— TASK DESCRIPTION —
Could you filter the records below down to the lines that include the word "striped"?
[THE DATA — start]
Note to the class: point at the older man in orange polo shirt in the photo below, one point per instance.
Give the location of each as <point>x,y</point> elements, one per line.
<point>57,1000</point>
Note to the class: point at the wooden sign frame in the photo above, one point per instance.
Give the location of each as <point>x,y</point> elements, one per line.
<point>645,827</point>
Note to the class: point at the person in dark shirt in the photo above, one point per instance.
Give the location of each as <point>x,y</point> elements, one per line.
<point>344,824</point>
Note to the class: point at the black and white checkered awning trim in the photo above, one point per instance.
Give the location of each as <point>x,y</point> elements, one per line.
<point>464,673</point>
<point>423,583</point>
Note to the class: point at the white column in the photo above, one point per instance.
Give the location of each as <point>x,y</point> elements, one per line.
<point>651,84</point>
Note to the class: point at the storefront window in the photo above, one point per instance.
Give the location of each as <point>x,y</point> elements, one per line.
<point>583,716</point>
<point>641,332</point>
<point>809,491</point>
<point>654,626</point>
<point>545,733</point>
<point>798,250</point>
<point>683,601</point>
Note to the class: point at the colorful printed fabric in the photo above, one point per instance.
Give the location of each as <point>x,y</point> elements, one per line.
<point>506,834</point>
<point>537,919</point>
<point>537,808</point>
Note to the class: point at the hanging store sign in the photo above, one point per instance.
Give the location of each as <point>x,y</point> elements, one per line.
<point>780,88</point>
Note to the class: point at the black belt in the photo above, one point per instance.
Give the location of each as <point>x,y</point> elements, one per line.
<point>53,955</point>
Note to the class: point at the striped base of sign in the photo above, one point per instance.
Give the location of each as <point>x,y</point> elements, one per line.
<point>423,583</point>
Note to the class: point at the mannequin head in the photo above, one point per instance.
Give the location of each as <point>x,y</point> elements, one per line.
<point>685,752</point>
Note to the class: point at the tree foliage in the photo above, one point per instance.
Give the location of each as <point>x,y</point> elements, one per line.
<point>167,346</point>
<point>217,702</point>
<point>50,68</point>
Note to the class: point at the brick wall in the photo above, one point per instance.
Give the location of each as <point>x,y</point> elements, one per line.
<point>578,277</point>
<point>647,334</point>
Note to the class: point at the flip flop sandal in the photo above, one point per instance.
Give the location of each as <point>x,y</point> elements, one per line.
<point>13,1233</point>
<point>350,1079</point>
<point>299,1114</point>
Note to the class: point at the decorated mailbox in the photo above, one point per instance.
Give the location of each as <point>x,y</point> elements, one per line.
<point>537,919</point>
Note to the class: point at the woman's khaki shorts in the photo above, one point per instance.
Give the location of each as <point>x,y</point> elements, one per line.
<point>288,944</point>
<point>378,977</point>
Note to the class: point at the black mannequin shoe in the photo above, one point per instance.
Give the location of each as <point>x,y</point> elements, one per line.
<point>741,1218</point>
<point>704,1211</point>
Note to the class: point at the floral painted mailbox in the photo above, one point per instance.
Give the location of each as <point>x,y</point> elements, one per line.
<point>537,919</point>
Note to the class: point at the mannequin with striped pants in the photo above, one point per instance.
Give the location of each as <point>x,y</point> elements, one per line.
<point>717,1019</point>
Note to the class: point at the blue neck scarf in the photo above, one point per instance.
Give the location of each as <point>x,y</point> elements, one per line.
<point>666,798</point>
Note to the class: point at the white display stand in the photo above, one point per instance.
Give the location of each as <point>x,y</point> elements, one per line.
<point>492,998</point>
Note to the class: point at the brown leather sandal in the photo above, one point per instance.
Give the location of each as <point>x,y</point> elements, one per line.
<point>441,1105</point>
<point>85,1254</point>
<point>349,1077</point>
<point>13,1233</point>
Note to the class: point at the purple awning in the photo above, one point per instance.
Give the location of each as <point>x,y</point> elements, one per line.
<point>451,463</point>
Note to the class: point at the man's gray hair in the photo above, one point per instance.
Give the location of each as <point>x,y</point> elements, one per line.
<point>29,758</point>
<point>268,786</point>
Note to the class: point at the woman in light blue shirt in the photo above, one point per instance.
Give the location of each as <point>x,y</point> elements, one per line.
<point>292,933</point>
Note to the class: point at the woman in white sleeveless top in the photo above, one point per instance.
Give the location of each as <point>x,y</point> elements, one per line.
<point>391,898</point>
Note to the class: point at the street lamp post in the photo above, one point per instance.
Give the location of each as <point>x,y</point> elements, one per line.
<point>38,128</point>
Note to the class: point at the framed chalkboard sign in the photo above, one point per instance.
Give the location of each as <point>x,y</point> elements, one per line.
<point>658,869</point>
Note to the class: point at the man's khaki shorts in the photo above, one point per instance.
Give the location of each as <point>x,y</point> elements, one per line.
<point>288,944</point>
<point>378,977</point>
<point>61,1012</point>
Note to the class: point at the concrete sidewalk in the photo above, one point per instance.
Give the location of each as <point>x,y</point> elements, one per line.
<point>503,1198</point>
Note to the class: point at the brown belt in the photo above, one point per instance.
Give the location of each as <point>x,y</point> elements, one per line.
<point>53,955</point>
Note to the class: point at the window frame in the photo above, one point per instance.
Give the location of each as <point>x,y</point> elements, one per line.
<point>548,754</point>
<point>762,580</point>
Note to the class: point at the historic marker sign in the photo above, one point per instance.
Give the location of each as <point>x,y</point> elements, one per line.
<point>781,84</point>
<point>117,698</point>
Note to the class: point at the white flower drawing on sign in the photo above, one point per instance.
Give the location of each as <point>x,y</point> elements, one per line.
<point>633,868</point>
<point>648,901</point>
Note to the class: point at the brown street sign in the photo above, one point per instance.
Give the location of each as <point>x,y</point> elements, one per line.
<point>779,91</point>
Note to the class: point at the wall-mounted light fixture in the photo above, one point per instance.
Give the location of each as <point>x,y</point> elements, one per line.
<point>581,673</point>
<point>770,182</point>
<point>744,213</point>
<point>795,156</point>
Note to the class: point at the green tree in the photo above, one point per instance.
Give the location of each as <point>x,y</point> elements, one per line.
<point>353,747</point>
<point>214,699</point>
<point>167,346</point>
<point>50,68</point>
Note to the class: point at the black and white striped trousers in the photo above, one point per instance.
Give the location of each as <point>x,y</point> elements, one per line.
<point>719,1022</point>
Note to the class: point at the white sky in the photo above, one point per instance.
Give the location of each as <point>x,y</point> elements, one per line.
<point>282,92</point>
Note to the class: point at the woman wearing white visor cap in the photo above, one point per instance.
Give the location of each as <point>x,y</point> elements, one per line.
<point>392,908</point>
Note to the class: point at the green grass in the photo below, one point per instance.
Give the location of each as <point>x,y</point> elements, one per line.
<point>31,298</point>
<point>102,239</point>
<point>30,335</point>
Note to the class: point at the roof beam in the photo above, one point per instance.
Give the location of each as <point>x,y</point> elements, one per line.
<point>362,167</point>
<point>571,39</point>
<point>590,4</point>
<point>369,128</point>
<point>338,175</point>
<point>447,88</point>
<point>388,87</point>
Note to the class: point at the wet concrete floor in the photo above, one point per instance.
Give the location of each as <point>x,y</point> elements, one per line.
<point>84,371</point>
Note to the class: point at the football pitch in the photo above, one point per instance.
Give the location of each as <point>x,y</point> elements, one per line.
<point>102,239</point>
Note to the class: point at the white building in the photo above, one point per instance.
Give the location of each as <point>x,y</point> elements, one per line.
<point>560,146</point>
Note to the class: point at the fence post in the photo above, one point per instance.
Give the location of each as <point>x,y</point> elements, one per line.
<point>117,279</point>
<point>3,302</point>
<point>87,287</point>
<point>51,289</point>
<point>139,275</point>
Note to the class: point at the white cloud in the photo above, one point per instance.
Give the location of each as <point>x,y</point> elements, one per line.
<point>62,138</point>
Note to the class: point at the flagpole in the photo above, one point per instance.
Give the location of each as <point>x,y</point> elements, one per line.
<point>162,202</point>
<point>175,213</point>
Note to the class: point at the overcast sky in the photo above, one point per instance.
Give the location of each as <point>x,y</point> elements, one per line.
[THE DATA — finish]
— SOLUTION TO THIS TASK —
Note to the class: point at the striped base of sign in the photo above, one point per instance.
Note to the class: point at the mannequin with striped pants in the photo above, one point per instance.
Note to the class: point at the black and white striped trousers in the photo above, one point per instance.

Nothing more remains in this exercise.